Return each line of the records below that contains the string "target", copied in full. Case counts when matching.

# # #

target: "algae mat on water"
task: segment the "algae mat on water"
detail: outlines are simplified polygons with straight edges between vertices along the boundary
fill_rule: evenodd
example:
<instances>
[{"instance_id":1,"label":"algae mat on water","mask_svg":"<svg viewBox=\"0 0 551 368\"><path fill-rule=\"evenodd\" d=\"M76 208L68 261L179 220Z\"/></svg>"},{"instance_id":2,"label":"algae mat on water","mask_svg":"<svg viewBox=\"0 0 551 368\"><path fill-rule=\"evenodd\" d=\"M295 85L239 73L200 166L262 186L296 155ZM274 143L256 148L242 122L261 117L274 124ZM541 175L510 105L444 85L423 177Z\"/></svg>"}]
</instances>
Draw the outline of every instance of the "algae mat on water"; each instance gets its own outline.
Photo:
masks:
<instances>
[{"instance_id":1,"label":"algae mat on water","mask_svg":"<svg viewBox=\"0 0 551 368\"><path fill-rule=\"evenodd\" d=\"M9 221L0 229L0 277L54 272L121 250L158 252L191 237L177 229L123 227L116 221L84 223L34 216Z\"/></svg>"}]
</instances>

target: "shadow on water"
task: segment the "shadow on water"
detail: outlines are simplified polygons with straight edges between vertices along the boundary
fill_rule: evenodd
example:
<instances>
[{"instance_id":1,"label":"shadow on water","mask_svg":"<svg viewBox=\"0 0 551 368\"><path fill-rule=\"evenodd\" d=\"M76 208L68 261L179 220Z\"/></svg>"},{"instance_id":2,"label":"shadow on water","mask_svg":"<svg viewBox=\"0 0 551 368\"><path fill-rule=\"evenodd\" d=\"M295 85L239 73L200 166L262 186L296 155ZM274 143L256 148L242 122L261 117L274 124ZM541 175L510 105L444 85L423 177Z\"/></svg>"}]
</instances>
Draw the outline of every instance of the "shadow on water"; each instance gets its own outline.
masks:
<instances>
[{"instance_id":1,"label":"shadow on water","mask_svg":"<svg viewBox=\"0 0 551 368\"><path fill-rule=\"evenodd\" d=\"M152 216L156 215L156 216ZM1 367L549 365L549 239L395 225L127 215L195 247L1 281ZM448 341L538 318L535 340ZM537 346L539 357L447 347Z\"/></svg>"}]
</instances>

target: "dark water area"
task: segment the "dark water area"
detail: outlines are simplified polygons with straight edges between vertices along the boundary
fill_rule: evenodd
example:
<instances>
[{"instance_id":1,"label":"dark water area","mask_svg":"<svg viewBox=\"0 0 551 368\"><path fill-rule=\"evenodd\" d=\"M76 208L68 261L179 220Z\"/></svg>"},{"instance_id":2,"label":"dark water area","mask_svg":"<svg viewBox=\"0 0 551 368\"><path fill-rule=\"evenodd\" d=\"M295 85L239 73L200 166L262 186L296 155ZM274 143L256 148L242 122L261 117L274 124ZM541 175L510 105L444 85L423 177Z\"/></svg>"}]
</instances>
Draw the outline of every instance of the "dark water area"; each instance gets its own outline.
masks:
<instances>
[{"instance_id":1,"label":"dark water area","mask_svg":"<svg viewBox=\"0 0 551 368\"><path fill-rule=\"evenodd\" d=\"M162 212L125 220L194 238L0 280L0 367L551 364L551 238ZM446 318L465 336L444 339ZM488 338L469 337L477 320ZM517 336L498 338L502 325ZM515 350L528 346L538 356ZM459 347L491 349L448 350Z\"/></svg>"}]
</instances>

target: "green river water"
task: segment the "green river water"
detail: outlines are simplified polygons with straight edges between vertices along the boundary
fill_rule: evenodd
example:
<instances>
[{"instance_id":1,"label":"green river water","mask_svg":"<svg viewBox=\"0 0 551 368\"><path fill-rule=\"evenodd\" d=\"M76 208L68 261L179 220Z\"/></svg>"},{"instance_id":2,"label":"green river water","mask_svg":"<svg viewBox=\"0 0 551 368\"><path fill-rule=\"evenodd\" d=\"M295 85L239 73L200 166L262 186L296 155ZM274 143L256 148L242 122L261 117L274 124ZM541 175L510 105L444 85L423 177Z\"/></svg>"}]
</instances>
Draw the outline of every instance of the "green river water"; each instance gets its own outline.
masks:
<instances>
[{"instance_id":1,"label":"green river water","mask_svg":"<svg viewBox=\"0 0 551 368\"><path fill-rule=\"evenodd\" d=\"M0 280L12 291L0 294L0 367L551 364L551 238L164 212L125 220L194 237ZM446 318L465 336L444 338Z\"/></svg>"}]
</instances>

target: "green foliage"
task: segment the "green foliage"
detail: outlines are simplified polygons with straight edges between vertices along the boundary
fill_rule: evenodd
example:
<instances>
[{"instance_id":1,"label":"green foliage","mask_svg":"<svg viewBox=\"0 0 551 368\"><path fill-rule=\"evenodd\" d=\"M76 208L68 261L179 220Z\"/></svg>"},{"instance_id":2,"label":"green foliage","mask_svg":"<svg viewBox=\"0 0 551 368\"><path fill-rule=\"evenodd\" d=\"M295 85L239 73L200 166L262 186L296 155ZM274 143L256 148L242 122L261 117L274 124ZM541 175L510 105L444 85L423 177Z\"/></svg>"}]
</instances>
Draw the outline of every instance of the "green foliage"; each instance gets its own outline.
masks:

# # #

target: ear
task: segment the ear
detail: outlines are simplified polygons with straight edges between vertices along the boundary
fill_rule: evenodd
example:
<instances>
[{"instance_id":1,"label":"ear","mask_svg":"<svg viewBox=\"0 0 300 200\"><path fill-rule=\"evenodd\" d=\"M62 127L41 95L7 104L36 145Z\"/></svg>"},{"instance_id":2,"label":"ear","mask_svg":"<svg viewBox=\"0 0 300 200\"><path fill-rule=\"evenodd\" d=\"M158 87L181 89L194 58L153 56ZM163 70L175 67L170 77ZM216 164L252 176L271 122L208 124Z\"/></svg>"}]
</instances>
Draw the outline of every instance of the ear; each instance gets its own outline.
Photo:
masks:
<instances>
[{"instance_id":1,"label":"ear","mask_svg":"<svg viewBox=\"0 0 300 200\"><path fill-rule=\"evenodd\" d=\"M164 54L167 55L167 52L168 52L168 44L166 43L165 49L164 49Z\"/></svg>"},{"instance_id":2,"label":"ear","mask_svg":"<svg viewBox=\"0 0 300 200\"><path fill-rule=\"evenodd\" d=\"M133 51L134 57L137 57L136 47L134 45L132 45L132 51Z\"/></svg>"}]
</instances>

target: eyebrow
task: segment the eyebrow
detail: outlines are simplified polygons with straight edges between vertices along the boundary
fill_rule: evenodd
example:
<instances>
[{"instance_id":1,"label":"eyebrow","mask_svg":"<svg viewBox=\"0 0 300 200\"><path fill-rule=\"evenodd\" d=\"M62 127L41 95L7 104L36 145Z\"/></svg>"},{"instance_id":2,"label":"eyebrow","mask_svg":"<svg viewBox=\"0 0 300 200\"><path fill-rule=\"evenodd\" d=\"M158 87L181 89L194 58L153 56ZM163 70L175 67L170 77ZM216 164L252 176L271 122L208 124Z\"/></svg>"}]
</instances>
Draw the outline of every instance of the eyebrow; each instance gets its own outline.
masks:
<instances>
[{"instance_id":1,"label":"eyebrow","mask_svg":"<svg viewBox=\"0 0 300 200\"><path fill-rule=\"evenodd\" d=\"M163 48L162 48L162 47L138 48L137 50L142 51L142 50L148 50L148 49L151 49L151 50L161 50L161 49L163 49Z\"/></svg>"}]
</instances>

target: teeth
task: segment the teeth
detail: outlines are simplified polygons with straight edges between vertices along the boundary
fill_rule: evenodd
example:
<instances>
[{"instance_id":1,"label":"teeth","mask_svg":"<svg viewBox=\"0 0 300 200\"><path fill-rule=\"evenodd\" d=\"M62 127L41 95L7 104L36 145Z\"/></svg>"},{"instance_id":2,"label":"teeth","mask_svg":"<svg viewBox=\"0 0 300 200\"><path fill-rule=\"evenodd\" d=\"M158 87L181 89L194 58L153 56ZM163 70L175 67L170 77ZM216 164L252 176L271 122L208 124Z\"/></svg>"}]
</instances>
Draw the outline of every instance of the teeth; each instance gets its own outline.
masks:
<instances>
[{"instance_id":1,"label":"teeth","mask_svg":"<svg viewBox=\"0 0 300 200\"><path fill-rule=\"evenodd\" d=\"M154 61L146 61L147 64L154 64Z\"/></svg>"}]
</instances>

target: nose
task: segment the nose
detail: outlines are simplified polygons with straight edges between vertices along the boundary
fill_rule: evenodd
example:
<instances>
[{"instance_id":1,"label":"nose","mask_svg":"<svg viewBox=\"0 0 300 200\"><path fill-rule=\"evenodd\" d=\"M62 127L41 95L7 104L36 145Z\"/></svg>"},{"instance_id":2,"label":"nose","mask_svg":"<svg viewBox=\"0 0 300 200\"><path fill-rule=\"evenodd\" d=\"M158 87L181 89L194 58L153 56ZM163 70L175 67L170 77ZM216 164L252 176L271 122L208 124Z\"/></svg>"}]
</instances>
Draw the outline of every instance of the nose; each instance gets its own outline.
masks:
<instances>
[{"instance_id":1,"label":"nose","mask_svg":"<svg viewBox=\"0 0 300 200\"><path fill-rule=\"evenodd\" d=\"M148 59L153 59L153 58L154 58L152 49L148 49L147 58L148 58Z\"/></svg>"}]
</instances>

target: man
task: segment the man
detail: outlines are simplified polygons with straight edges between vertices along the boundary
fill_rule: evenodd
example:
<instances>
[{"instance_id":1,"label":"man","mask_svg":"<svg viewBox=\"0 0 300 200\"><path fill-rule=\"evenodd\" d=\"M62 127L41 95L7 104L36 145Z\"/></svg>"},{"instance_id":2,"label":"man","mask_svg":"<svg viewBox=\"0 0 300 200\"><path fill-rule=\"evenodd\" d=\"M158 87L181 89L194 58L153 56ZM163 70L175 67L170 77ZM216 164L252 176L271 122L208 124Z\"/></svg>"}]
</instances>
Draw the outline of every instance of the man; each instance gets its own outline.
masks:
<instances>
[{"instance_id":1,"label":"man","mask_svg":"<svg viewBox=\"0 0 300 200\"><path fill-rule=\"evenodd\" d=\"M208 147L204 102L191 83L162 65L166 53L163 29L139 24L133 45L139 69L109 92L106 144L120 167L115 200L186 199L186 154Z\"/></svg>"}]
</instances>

# # #

§ **Solution to the problem**
target: "algae mat on water"
target: "shadow on water"
target: "dark water area"
target: "green river water"
target: "green foliage"
target: ear
target: eyebrow
target: teeth
target: nose
target: man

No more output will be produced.